| Extrait source |
:::::

Journal d’une retraite #1

Je vais partir. Je vais partir faire une retraite d’une semaine. Seul. La première de ma vie. Je pars pour en faire le récit, au plus proche de ce que j’y vivrai, pour mon journal. J’en suis heureux. D’un enthousiasme profond, calme, que je ne me connais pas.

Je dois m’y préparer. J’ai commencé à lire un long commentaire de la Règle de Saint Benoit, qui guide la vie de l’abbaye que je  rejoindrai dans quelques jours, en Bretagne, à Landevennec. C’est passionnant, mais mon amie Delphine, alors que je lui parle de ce projet devant un excellent bœuf bourguignon, me fait justement remarquer que ce n’est peut être pas la bonne approche. Qu’il faut, pour une fois, « arrêter de rendre la porte plus grande que l’entrée ». Arrêter de se faire un monde, arrêter de vouloir tout circonscrire, tout maitriser. Arrêter d’avoir peur du manque en accumulant les mots, les concepts, les définitions dans l’encyclopédie totale que ma tête élabore sans répit pour éviter que j’angoisse. Du vide. Du manque. De l’absence.  Penser à mon corps. Celui d’après, cou, épaules, bras, poitrine, ventre, sexe, jambes. Descendre. S’arrêter. Attendre. Au risque de ce qui pourrait arriver.

:::::

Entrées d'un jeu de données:
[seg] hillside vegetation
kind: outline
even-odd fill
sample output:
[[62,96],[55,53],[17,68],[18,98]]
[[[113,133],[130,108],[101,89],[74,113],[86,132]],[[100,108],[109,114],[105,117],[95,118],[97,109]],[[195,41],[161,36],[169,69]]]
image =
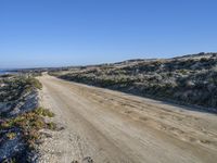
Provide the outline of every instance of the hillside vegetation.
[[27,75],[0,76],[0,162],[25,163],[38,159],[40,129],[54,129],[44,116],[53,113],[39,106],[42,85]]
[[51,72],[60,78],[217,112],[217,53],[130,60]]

:::::

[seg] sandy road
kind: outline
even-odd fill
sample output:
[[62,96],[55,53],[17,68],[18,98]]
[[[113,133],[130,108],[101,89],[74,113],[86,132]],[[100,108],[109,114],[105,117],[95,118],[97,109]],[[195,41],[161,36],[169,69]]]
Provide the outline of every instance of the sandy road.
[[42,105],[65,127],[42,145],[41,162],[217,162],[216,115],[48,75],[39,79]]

:::::

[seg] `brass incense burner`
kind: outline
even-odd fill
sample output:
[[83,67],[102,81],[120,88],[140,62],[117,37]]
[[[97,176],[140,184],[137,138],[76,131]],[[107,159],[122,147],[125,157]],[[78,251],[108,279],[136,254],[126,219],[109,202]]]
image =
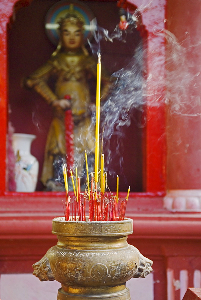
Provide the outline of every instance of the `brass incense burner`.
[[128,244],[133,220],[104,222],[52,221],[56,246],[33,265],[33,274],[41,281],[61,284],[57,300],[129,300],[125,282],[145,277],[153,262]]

:::::

| Consigne |
D'après l'extrait sur la retraite, répondez aux questions suivantes :
1. Quelle sera la durée de la retraite ?
2. Dans quelle localité et quelle région se trouve l'abbaye que le narrateur rejoindra ?
3. Devant quel plat le narrateur parle-t-il de son projet à son amie Delphine ?

| Réponse |
1. Une semaine.
2. À Landevennec, en Bretagne.
3. Devant un bœuf bourguignon.